**Source data**
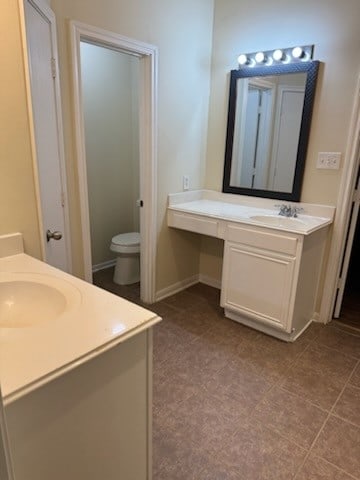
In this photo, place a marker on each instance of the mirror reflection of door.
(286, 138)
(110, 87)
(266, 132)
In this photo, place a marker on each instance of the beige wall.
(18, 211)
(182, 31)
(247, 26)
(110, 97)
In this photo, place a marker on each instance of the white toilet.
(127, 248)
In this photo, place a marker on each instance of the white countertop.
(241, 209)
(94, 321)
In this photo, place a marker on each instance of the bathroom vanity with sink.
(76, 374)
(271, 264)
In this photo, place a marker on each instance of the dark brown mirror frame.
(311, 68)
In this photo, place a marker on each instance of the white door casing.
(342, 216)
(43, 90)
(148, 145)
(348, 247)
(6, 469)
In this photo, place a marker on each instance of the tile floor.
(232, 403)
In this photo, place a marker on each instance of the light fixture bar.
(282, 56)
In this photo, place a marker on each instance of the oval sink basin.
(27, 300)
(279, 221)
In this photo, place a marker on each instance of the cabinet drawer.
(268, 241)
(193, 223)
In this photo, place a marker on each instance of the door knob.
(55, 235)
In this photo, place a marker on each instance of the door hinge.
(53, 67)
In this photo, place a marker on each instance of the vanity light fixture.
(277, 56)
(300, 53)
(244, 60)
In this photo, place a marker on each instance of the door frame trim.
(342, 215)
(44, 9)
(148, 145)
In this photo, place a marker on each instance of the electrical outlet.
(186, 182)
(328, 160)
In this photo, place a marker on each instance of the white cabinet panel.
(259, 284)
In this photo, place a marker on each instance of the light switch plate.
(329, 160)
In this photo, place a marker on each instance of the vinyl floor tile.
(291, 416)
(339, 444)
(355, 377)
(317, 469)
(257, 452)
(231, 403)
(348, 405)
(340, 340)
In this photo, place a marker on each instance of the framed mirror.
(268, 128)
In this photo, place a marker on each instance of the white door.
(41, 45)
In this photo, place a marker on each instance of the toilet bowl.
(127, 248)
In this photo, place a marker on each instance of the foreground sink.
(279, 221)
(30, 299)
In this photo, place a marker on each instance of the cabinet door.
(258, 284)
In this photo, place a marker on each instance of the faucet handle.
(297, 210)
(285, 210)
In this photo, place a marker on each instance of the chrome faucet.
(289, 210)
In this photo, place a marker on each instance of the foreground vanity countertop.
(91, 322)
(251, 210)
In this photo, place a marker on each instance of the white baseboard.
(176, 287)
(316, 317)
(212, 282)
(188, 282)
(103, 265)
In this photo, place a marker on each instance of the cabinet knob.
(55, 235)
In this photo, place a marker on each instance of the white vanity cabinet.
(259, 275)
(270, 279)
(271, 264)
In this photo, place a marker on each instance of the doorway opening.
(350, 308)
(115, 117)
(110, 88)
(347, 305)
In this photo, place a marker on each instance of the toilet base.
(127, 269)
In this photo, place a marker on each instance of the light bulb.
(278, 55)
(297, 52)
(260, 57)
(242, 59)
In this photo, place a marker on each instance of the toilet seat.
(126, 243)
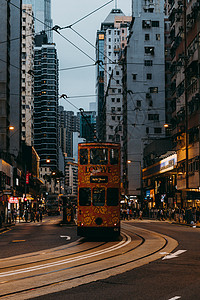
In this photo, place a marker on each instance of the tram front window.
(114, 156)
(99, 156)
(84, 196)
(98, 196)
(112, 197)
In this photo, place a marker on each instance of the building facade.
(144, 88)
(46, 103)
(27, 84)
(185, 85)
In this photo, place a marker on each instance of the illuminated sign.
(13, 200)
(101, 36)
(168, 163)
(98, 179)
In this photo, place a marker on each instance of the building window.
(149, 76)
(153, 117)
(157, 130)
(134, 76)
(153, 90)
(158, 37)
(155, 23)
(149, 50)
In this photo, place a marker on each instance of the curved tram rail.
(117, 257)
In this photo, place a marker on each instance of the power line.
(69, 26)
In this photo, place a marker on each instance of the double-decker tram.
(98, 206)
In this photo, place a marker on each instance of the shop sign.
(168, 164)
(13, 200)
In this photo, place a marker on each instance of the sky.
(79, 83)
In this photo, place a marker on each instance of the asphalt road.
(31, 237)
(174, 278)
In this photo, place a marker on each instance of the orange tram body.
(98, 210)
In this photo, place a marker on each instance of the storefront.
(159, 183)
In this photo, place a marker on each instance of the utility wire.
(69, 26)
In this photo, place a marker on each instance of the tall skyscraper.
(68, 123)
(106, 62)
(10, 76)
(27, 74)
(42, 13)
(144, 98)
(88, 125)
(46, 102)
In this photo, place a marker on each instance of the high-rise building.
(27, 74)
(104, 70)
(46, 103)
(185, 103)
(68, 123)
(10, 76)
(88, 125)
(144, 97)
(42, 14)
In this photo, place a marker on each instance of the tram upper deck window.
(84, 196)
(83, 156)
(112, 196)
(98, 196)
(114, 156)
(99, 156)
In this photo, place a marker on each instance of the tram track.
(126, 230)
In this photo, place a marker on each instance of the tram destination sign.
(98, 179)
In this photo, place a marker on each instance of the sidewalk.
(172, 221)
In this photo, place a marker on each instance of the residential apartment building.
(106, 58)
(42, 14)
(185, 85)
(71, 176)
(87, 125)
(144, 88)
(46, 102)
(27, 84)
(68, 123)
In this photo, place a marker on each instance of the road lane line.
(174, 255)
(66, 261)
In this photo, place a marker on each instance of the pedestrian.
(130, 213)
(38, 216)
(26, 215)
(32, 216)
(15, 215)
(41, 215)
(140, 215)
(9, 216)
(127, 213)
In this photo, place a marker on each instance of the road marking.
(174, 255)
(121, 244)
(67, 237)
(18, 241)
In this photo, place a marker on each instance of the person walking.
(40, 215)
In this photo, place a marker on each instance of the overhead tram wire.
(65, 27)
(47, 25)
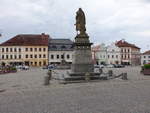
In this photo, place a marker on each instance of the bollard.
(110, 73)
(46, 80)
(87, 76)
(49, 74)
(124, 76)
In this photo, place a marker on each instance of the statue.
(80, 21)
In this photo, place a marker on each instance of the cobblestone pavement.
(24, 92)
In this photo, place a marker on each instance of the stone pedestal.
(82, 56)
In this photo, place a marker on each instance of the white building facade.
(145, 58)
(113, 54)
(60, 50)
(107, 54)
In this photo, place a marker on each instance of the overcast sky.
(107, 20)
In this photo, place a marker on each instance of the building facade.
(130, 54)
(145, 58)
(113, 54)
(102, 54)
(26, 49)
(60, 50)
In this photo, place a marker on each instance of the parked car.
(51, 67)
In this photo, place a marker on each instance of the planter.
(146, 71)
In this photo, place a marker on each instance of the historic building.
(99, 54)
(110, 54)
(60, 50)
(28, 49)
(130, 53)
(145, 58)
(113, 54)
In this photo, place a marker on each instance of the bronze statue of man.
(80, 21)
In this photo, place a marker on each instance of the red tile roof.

**Directions for this task**
Copy the lines from the one containing "statue of man." through the end of the records, switching "bronze" to "stone" and leaving everything else unchanged.

**Expected answer**
In this photo, place a marker on each instance of the stone statue of man.
(80, 21)
In this photo, place a marker on each instance of the red tile roof.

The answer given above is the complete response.